DOCUMENT SECTION -
RECENT AREAS of investigation include the design, synthesis and study of putative antisense and antigene agents as well as the use of computational methods in the study of reaction mechanisms and in particular enzyme catalysis and drug design.

DNA and RNA Binding Agents


CATIONIC ANALOGS OF DNA. An area of research under study in this lab is the creation of oligonucleoside analogues. Oligonucleoside analogues capable of arresting cellular processes at the translational and transcriptional levels via recognition and binding to complementary RNA or DNA are known, as antisense and antigene agents, respectively. Solid-Phase synthesis of cationic analogues of DNA and RNA have been pioneered in this lab. Oligmers with the phosphate linkages replaced with guanidine (DNG/RNG) or S-methylthiourea (DNmt) have been created. The guanidium linkage is resistant to nucleases and the positive charges of the backbone may give rise to cell membrane permeability through electrostatic attraction of the oligonucleoside to the negatively charged phosphate groups of the cell surface. Both DNG and DNmt are able to discriminate between their complementary strands and noncomplementary base-pairs.

RECORDS SHOWN -

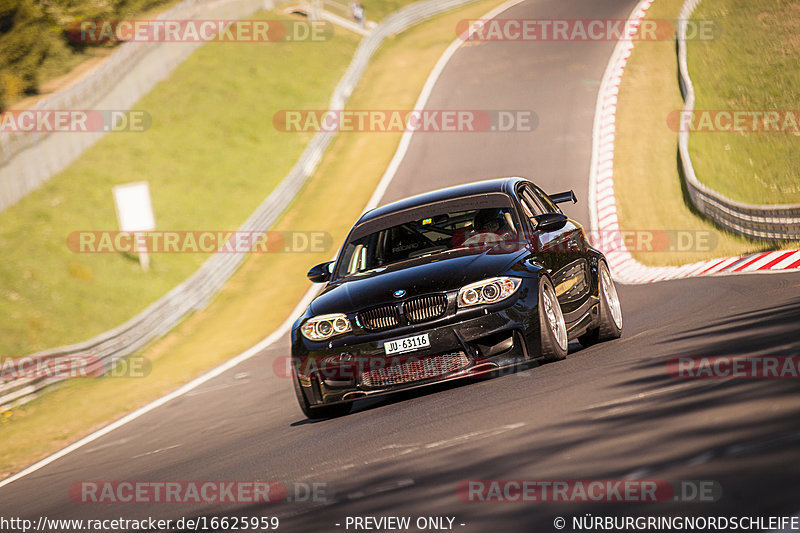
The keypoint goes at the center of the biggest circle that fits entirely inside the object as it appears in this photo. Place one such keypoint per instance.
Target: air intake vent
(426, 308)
...
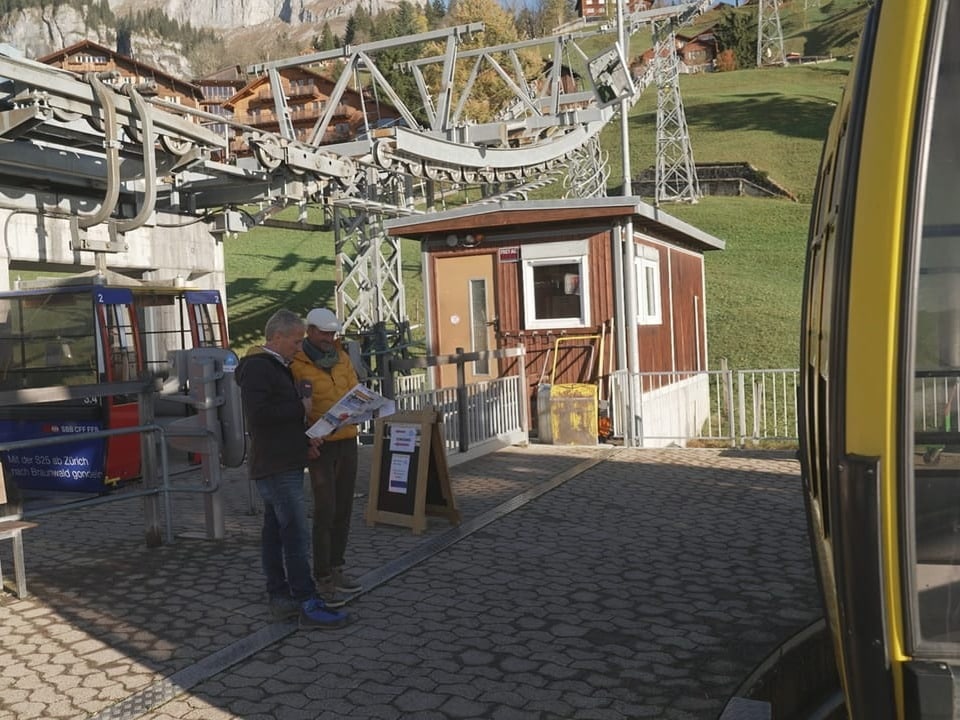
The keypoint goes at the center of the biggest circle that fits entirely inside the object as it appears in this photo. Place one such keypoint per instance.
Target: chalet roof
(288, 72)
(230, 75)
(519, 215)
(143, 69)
--
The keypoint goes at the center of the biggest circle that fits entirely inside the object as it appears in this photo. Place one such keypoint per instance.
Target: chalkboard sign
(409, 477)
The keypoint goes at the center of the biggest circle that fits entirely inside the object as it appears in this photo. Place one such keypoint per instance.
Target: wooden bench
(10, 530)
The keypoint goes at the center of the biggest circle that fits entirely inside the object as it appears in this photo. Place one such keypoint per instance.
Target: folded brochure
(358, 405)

WHAT IS BEING ASKED -
Could you update the research overview, starting with "RECENT AREAS of" and going on through "and drug design.", so that "reaction mechanisms" is replaced with "reaction pathways"? The records stand apart from the research overview and do not belong to it.

EXPECTED ANSWER -
RECENT AREAS of investigation include the design, synthesis and study of putative antisense and antigene agents as well as the use of computational methods in the study of reaction pathways and in particular enzyme catalysis and drug design.